--- start of Supplied entries ---

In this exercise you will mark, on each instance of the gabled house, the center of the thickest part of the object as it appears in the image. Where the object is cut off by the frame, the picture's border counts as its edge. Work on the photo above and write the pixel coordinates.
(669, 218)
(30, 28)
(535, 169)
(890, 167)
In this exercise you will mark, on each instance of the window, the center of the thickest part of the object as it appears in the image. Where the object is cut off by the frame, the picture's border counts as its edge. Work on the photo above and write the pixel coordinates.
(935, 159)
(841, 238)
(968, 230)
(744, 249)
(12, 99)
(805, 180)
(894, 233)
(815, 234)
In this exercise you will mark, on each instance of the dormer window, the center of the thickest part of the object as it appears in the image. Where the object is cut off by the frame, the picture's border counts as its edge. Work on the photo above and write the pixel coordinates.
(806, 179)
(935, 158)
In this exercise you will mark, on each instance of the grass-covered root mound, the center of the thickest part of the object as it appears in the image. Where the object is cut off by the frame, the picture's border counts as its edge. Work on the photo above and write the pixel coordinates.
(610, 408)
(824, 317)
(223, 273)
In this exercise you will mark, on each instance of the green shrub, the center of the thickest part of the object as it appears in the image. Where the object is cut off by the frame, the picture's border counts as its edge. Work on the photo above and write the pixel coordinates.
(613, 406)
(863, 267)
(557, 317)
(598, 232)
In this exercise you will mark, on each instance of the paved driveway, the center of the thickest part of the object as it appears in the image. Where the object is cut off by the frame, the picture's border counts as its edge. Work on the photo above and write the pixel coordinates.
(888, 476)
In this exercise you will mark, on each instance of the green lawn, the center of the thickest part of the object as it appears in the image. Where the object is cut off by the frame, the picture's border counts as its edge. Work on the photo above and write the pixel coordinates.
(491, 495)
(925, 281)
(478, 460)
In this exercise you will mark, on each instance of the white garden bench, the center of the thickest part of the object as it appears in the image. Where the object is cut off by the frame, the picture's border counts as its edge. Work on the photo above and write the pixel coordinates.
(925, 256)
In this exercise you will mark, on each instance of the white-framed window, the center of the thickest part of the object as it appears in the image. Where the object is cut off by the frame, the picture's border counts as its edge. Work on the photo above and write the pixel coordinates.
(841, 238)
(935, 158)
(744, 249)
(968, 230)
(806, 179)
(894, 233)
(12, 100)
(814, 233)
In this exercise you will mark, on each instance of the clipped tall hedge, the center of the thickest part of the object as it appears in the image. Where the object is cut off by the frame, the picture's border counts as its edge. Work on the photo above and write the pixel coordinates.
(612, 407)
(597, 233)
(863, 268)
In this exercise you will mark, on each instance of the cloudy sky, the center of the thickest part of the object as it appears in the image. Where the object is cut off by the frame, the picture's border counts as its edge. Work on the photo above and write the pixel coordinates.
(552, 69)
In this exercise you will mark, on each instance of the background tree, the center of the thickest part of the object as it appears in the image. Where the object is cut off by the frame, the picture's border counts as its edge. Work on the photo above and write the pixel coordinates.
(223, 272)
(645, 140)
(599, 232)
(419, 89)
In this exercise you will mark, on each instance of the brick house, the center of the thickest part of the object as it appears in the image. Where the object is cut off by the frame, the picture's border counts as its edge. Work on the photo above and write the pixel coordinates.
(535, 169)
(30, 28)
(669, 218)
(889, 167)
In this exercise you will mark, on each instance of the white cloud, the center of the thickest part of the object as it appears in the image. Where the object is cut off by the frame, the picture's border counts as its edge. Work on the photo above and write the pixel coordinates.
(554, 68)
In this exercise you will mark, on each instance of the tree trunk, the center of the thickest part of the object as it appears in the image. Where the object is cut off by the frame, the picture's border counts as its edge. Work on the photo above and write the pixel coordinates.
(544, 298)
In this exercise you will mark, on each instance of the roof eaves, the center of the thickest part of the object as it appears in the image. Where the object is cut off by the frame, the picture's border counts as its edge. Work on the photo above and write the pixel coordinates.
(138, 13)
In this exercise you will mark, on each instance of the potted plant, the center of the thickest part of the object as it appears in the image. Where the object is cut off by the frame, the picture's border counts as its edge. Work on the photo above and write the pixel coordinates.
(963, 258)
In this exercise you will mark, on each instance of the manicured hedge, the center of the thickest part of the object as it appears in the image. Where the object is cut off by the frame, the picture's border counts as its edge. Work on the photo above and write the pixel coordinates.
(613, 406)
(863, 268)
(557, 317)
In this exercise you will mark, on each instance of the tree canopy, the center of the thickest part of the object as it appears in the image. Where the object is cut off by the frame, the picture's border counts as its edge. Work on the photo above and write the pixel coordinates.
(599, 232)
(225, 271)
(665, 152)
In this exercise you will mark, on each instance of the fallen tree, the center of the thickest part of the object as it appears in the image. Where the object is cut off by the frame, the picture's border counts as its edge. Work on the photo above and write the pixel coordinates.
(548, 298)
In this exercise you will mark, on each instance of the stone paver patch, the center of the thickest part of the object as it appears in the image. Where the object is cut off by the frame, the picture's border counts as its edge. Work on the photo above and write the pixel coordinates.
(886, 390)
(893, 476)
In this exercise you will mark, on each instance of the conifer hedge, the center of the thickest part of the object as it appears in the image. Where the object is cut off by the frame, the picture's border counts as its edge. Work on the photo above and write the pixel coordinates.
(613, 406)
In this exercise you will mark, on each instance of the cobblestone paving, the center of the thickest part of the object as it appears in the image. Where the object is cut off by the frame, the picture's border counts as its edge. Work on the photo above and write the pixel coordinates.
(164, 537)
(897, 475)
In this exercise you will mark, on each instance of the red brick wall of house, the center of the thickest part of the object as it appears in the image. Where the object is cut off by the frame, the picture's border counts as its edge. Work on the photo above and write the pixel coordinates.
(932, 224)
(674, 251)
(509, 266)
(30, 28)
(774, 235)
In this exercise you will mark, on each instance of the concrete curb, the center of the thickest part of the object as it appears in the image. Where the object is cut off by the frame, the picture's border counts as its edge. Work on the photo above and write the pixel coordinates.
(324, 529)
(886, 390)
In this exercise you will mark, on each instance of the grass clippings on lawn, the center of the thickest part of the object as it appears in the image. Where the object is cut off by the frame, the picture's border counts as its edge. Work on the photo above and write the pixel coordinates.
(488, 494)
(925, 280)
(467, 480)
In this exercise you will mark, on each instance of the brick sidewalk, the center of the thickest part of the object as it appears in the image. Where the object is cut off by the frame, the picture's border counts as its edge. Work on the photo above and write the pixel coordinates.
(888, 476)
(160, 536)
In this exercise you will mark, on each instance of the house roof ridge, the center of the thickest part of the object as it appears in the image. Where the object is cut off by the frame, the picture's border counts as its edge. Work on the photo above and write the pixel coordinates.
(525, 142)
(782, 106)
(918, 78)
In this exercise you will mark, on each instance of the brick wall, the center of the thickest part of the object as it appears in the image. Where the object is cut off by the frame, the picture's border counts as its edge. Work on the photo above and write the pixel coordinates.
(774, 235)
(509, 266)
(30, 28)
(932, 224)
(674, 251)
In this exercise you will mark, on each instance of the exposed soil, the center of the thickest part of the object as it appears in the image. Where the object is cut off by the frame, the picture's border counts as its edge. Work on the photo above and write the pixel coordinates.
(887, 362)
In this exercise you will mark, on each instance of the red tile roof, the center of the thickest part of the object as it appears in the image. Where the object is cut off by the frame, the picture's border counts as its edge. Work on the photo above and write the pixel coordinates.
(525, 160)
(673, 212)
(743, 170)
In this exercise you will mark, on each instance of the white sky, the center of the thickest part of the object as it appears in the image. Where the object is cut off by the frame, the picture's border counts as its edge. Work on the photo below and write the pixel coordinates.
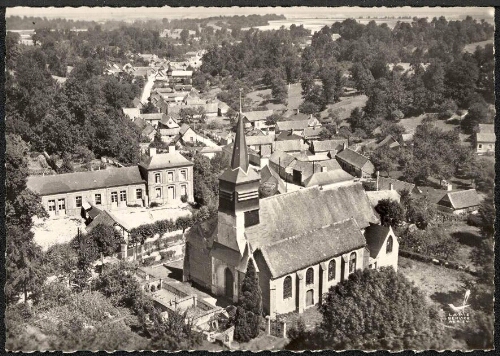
(127, 14)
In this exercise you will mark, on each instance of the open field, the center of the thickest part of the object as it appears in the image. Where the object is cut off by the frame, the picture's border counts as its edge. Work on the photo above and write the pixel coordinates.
(471, 47)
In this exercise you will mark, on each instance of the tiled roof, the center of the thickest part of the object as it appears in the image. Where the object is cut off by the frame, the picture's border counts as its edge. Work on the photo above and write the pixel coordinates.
(398, 185)
(253, 116)
(311, 247)
(80, 181)
(295, 213)
(328, 177)
(289, 145)
(291, 125)
(375, 236)
(328, 145)
(376, 196)
(486, 128)
(286, 135)
(461, 199)
(312, 131)
(259, 140)
(353, 158)
(165, 160)
(281, 158)
(486, 137)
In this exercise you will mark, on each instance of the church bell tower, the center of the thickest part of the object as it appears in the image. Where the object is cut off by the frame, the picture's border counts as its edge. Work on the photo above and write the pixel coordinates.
(238, 196)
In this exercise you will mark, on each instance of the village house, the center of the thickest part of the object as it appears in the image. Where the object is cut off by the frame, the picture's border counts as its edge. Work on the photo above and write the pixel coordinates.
(153, 118)
(355, 163)
(169, 176)
(460, 202)
(485, 139)
(300, 243)
(258, 119)
(110, 189)
(328, 148)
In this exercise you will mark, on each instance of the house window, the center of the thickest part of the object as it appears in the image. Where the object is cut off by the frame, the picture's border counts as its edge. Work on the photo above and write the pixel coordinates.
(310, 276)
(352, 262)
(287, 287)
(331, 270)
(388, 247)
(61, 204)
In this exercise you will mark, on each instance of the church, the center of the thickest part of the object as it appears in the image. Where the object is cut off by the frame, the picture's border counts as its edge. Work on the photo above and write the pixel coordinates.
(301, 242)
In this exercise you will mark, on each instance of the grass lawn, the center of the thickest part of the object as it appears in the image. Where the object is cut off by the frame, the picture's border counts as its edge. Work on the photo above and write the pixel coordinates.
(471, 48)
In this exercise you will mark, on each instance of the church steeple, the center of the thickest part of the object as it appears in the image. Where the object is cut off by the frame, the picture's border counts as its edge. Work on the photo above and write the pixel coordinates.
(240, 150)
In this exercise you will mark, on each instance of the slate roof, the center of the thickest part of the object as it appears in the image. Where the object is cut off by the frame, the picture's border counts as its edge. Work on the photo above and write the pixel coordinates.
(165, 160)
(80, 181)
(253, 116)
(288, 145)
(375, 236)
(328, 145)
(298, 212)
(259, 140)
(461, 199)
(328, 177)
(311, 247)
(352, 157)
(286, 135)
(486, 137)
(291, 125)
(376, 196)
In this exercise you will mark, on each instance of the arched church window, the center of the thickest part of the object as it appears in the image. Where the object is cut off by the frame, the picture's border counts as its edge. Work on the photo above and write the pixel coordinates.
(287, 287)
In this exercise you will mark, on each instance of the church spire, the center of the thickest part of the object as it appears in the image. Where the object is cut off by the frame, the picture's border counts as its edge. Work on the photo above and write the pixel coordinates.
(240, 151)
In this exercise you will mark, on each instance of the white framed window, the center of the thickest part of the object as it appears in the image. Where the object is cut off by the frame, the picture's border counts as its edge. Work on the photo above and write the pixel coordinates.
(61, 204)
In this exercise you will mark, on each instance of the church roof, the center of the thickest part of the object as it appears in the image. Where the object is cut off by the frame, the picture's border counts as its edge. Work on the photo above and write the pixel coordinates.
(312, 246)
(295, 213)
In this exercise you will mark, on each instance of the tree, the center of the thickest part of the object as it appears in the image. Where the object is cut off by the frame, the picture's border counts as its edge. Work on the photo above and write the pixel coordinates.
(249, 309)
(391, 212)
(379, 310)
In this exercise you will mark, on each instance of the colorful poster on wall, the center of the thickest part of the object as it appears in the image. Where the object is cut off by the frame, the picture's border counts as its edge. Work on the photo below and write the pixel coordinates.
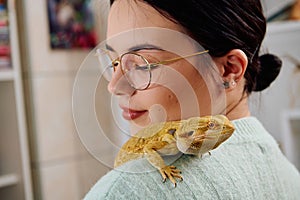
(71, 24)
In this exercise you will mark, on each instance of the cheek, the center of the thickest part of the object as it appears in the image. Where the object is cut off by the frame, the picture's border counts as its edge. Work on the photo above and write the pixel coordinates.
(162, 104)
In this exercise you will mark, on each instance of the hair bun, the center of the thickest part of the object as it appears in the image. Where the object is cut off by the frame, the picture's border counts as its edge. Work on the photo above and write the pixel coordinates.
(270, 66)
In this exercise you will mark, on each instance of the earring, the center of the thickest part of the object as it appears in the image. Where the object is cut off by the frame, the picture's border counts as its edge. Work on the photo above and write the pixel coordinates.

--- end of Supplied entries ---

Exercise details -> Print again the material above, limited to the lines from the one holding "of the hair" through the last, inclusive.

Response ->
In this exercise you will mark, on each instance of the hair bun, the center of the thickest part of the object as it appears in the image. Where the object is cut off by the frame, the picture's border counts as its edge. Work on the photo above and write the pixel coordinates.
(270, 66)
In this exercise you will mark, on each instance of the earring, the center of the thickest part of the object as it appears in the image. Where the object is cut off by the frame, the picture's border counts as its edge. Work on the photo above and write the pixel coordinates.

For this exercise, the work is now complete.